▶ About this exercise
The full listing should be set down exactly as it reads.

*** Extracted information Section Begins ***

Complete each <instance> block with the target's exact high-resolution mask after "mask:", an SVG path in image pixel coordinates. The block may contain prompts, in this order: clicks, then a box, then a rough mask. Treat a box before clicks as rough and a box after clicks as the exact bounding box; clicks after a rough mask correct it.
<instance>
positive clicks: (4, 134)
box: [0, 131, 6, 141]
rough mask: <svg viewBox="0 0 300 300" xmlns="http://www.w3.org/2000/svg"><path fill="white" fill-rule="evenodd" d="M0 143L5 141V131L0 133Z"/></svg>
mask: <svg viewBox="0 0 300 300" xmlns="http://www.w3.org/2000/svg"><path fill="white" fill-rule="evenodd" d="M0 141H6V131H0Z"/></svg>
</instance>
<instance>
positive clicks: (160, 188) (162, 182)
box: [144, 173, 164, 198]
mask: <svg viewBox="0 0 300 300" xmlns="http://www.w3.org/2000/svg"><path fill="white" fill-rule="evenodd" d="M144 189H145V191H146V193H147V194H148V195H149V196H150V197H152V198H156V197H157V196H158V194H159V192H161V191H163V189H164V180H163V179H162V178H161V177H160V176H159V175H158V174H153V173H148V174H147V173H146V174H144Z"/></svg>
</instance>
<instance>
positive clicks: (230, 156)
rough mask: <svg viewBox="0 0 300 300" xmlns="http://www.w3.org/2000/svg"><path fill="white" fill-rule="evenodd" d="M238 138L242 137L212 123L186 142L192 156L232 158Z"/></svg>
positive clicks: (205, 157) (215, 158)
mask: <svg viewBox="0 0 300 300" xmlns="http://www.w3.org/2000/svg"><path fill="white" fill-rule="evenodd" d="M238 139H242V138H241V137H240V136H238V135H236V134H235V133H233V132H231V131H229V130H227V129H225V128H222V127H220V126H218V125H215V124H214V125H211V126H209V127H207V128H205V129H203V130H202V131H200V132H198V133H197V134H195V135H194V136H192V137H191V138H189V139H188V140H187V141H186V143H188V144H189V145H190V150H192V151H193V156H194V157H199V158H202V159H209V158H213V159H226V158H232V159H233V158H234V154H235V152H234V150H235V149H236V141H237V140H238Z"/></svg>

*** Extracted information Section Ends ***

▶ Exercise response
Complete each <instance> block with the target's exact high-resolution mask after "mask:", an SVG path in image pixel coordinates. The block may contain prompts, in this order: clicks, then a box, then a rough mask. Treat a box before clicks as rough and a box after clicks as the exact bounding box; clicks after a rough mask correct it.
<instance>
positive clicks: (4, 134)
box: [0, 131, 6, 141]
rough mask: <svg viewBox="0 0 300 300" xmlns="http://www.w3.org/2000/svg"><path fill="white" fill-rule="evenodd" d="M0 143L5 141V131L0 133Z"/></svg>
mask: <svg viewBox="0 0 300 300" xmlns="http://www.w3.org/2000/svg"><path fill="white" fill-rule="evenodd" d="M0 141H6V131H0Z"/></svg>
</instance>
<instance>
positive clicks: (160, 188) (162, 182)
box: [144, 173, 164, 198]
mask: <svg viewBox="0 0 300 300" xmlns="http://www.w3.org/2000/svg"><path fill="white" fill-rule="evenodd" d="M144 189H145V191H146V193H147V194H148V195H149V196H150V197H152V198H156V197H157V196H158V194H159V192H161V191H163V189H164V180H163V179H162V178H161V177H160V176H159V175H158V174H153V173H148V174H147V173H146V174H144Z"/></svg>
</instance>
<instance>
positive clicks: (230, 156)
rough mask: <svg viewBox="0 0 300 300" xmlns="http://www.w3.org/2000/svg"><path fill="white" fill-rule="evenodd" d="M238 138L242 137L212 123L186 142L192 156L232 158Z"/></svg>
positive clicks: (205, 157) (215, 158)
mask: <svg viewBox="0 0 300 300" xmlns="http://www.w3.org/2000/svg"><path fill="white" fill-rule="evenodd" d="M238 139H242V138H241V137H240V136H238V135H236V134H235V133H233V132H231V131H229V130H227V129H225V128H222V127H220V126H218V125H215V124H214V125H211V126H209V127H207V128H205V129H203V130H202V131H200V132H198V133H197V134H195V135H194V136H192V137H191V138H189V139H188V140H187V141H186V143H188V144H189V145H190V150H192V151H193V156H194V157H199V158H202V159H209V158H213V159H226V158H232V159H233V158H234V154H235V152H234V150H235V149H236V141H237V140H238Z"/></svg>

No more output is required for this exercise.